* _THE PROBLEM_: Select every line in the source data below that holds the word "trunk", and copy each one out.

* _Source data_:

○ ○ ○ ○ ○ ○ ○

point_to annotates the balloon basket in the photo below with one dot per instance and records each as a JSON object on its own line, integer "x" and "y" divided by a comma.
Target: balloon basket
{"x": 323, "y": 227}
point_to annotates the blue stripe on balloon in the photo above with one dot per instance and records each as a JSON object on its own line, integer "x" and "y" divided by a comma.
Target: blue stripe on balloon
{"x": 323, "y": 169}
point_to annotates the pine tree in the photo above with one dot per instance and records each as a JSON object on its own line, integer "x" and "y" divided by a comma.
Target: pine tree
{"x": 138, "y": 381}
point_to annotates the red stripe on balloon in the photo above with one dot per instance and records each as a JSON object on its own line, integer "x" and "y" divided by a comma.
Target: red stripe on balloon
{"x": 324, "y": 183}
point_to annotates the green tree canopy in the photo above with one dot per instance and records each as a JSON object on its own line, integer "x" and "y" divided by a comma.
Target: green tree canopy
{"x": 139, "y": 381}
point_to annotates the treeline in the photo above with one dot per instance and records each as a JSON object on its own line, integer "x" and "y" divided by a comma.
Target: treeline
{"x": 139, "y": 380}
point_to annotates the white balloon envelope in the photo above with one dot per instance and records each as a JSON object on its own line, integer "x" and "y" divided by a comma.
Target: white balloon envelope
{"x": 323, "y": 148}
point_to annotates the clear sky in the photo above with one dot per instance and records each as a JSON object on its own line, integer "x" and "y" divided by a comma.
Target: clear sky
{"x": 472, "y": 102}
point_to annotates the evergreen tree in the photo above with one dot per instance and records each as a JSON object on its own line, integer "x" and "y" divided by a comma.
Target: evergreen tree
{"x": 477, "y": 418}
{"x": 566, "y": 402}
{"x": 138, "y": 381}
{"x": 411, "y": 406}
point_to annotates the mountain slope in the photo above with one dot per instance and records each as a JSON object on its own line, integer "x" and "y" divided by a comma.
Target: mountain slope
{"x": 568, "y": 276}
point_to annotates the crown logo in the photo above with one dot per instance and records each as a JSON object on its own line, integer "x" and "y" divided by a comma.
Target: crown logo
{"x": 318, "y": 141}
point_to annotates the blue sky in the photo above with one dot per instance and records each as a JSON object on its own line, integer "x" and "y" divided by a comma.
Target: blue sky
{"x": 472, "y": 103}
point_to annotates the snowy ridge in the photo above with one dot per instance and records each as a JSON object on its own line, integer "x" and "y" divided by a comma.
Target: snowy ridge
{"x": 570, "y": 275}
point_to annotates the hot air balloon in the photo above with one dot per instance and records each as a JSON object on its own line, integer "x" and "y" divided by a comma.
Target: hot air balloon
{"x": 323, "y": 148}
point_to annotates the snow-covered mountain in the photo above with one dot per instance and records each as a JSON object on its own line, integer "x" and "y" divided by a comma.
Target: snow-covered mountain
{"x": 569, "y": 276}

○ ○ ○ ○ ○ ○ ○

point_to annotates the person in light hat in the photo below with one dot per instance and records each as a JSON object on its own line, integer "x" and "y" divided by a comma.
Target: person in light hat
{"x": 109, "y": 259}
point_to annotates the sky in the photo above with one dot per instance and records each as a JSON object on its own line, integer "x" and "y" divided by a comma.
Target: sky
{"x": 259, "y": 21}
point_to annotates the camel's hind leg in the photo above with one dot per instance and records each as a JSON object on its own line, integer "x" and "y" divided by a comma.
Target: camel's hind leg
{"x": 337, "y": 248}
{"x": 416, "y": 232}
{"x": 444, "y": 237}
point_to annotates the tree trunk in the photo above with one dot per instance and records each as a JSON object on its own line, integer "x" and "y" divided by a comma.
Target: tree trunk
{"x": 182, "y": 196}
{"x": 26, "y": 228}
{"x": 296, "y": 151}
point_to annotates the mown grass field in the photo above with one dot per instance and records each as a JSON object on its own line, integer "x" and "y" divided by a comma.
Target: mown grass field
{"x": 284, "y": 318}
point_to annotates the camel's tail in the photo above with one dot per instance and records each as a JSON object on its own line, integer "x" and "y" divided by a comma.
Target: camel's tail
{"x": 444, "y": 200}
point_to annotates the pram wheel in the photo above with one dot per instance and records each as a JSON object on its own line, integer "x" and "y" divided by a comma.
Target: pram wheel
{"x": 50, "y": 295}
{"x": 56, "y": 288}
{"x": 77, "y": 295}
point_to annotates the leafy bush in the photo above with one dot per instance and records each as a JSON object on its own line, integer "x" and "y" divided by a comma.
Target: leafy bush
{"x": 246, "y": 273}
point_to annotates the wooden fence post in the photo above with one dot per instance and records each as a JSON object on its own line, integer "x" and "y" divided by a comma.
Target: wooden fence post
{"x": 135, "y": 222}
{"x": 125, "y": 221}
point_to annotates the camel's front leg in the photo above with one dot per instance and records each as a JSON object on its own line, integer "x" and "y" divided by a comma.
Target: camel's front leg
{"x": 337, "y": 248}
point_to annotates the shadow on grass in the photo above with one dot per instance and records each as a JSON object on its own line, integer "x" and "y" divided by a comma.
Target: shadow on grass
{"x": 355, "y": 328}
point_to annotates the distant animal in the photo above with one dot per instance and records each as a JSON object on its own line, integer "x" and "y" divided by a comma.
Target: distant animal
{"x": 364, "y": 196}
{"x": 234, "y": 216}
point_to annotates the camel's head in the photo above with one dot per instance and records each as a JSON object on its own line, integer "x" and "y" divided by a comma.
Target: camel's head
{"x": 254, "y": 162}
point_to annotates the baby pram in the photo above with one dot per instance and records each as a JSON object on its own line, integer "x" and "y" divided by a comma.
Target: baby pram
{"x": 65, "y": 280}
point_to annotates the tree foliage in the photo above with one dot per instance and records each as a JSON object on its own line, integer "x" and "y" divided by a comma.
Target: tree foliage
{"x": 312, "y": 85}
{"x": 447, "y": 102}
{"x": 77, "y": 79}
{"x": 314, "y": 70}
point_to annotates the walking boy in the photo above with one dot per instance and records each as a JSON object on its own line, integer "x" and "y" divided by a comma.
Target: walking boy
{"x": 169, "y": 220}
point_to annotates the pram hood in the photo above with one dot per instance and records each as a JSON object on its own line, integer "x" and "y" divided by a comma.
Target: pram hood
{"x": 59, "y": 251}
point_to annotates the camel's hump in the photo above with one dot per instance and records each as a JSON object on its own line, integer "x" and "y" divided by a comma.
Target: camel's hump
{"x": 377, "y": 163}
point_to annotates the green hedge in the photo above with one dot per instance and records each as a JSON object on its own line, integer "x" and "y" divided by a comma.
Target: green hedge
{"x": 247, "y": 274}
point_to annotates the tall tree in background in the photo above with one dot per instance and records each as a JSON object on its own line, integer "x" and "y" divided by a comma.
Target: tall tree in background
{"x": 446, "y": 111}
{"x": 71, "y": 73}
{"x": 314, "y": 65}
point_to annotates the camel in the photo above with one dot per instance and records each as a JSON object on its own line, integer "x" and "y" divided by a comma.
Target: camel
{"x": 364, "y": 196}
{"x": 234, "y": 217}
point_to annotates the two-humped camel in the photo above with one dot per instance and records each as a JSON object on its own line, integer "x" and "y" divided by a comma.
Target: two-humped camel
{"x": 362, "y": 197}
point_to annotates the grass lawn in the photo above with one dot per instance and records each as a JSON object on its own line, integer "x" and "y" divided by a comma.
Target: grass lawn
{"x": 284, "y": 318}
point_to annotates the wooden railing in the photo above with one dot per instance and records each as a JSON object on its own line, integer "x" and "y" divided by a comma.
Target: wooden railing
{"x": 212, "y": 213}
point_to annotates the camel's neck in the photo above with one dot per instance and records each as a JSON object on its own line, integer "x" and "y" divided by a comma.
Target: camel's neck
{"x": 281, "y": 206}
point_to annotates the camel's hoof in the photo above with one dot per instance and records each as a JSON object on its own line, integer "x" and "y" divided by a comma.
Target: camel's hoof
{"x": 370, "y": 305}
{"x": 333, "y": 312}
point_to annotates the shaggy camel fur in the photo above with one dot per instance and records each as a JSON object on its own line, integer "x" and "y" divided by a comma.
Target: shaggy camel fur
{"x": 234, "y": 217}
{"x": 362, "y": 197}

○ ○ ○ ○ ○ ○ ○

* _EXERCISE ANSWER_:
point_to annotates the tree trunk in the photo above with one dot per instance and records each as a JSON object on its own line, integer "x" and "y" divided by a comma.
Target: tree trunk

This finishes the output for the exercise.